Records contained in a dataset
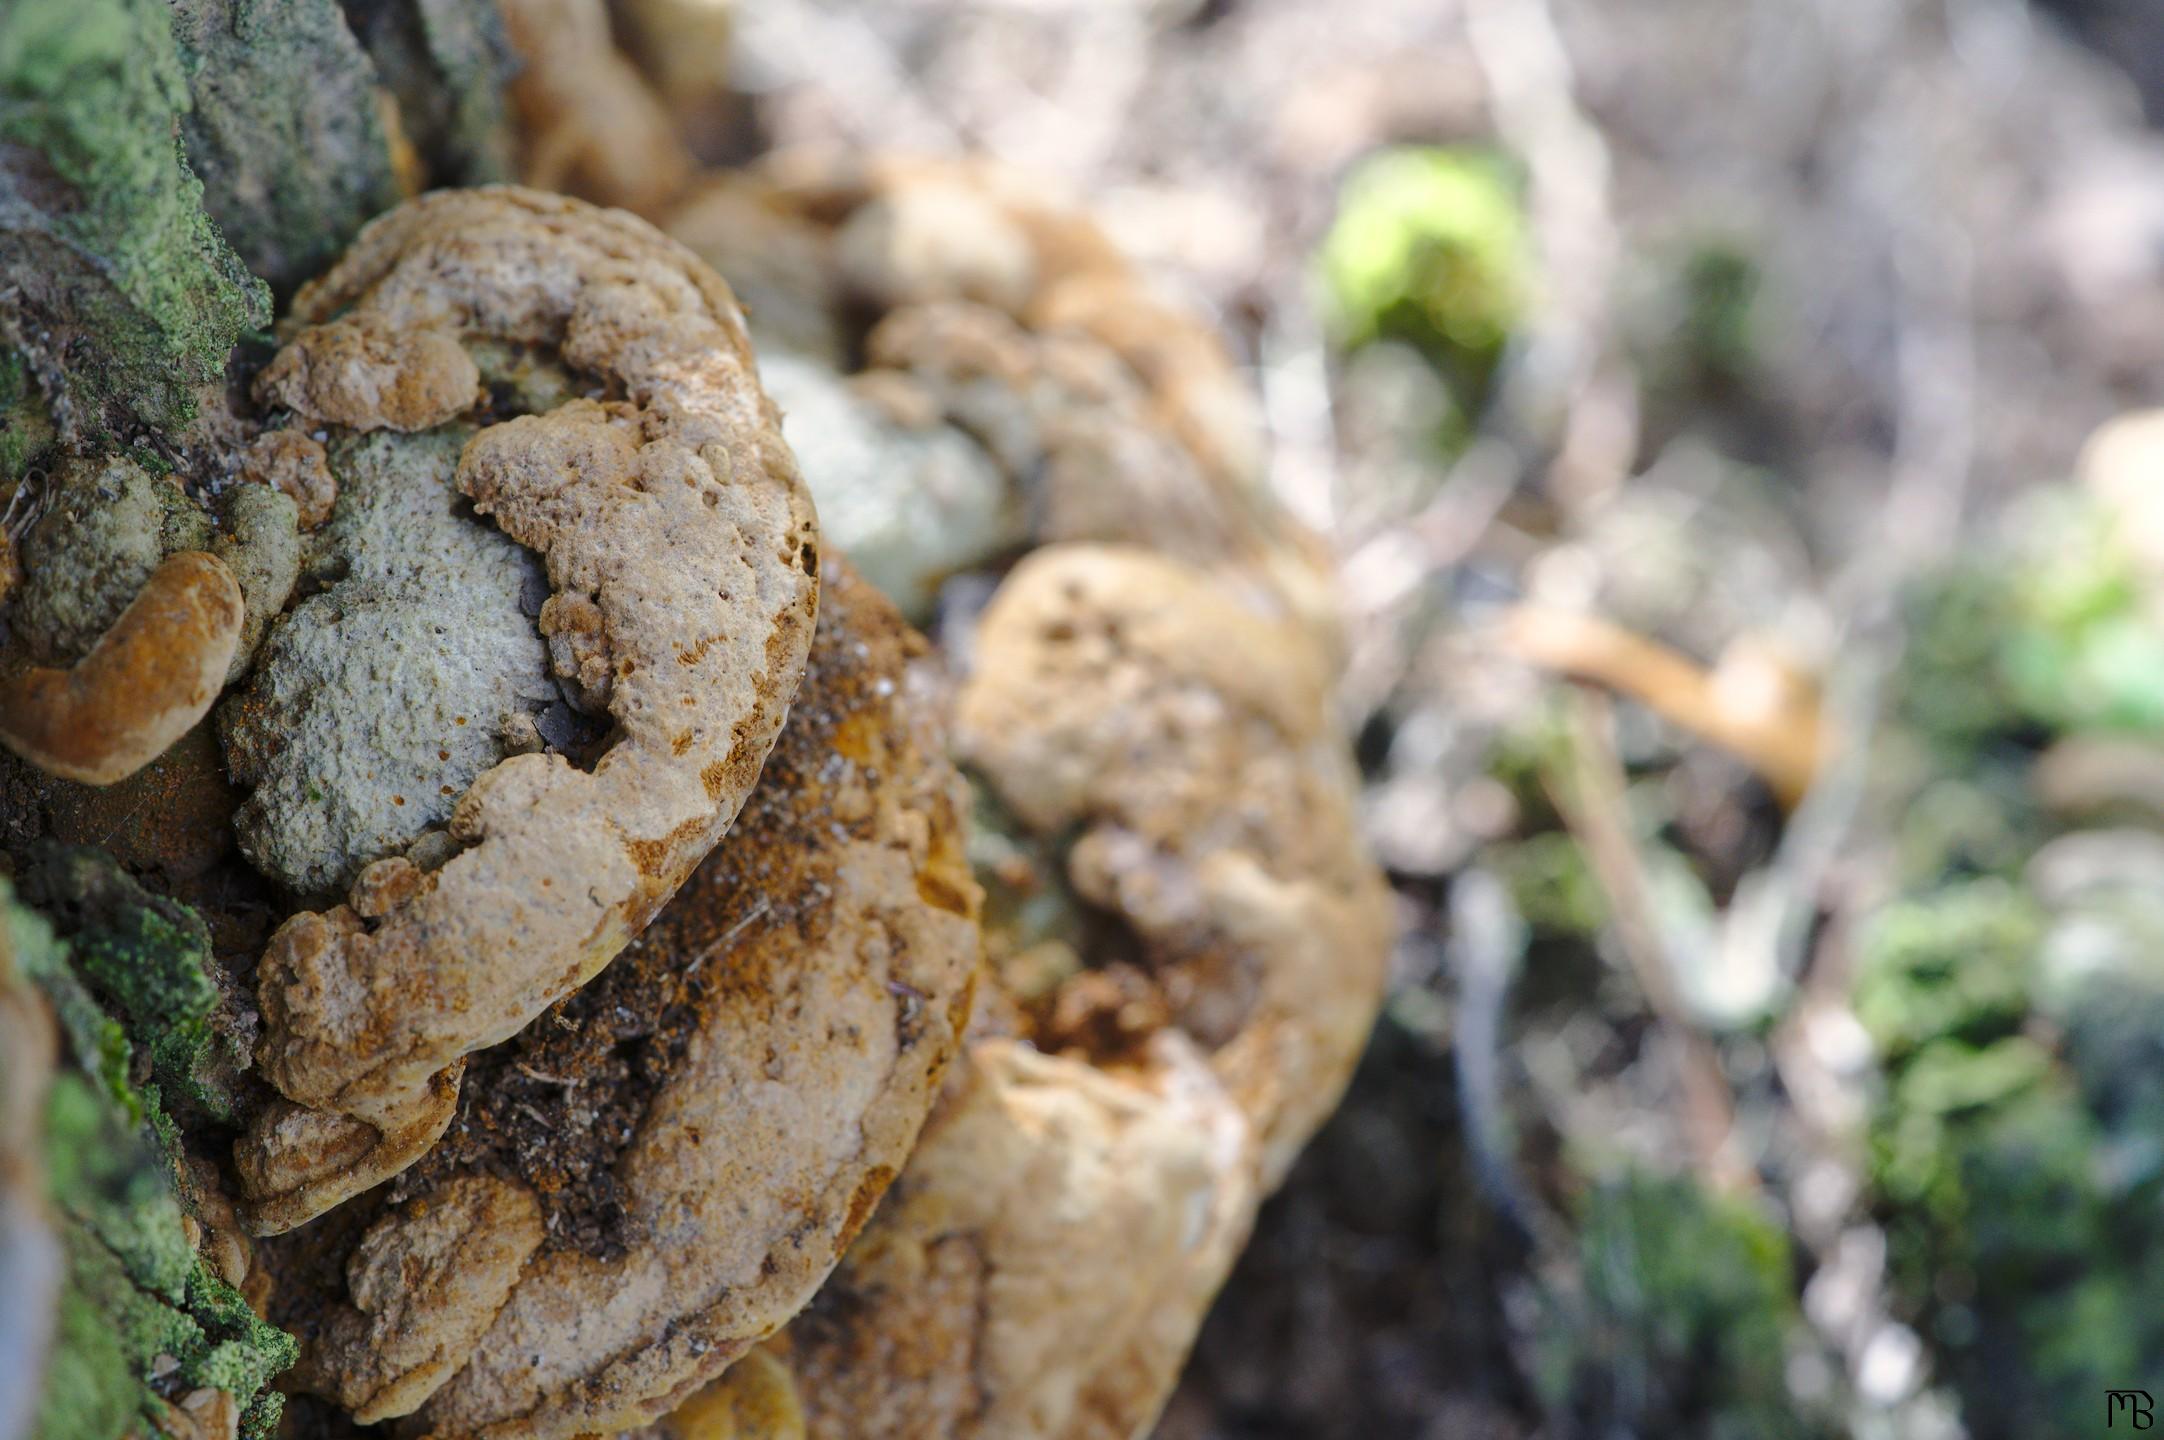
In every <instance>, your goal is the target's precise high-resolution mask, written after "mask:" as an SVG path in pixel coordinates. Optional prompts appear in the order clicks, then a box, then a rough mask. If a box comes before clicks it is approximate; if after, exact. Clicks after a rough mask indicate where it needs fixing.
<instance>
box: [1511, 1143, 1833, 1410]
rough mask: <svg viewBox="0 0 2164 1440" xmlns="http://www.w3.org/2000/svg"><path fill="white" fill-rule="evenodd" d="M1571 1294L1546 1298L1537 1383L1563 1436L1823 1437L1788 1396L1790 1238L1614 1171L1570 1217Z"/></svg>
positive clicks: (1790, 1330) (1799, 1326) (1796, 1329)
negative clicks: (1571, 1265) (1556, 1416)
mask: <svg viewBox="0 0 2164 1440" xmlns="http://www.w3.org/2000/svg"><path fill="white" fill-rule="evenodd" d="M1578 1221H1580V1230H1578V1245H1580V1262H1582V1269H1580V1282H1582V1293H1573V1295H1554V1293H1552V1295H1549V1304H1547V1308H1545V1312H1543V1323H1541V1332H1539V1336H1536V1343H1534V1360H1536V1369H1534V1379H1536V1386H1539V1390H1541V1399H1543V1401H1545V1403H1547V1408H1549V1414H1552V1416H1571V1418H1573V1421H1575V1429H1573V1434H1640V1436H1647V1434H1653V1436H1705V1438H1710V1440H1800V1438H1805V1436H1829V1434H1833V1429H1831V1425H1826V1423H1824V1421H1822V1418H1820V1416H1813V1414H1811V1412H1809V1410H1807V1408H1805V1405H1803V1403H1798V1399H1796V1397H1792V1395H1790V1388H1787V1345H1790V1336H1792V1334H1794V1332H1796V1330H1798V1327H1800V1314H1798V1310H1796V1299H1794V1273H1792V1260H1790V1249H1787V1234H1785V1232H1783V1230H1781V1226H1779V1223H1774V1221H1772V1219H1770V1217H1768V1215H1764V1213H1761V1210H1759V1208H1757V1206H1753V1204H1749V1202H1742V1200H1720V1197H1716V1195H1710V1193H1707V1191H1703V1189H1701V1187H1699V1184H1697V1182H1692V1180H1686V1178H1658V1176H1645V1174H1636V1171H1632V1174H1623V1176H1619V1178H1612V1180H1606V1182H1601V1184H1597V1187H1595V1189H1593V1191H1591V1193H1586V1197H1584V1202H1582V1210H1580V1217H1578Z"/></svg>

TASK INSTRUCTIONS: From the data above, copy every line where "instance" appears.

RESPONSE BOX:
In every <instance>, your goal is the target's precise high-resolution mask, written after "mask:" as an SVG path in pixel coordinates. Optional prompts appear in the order clicks, then a box, then a rough mask. If a box comes before clicks it is approximate; if after, exact. Clicks after a rough mask indicate where it needs fixing.
<instance>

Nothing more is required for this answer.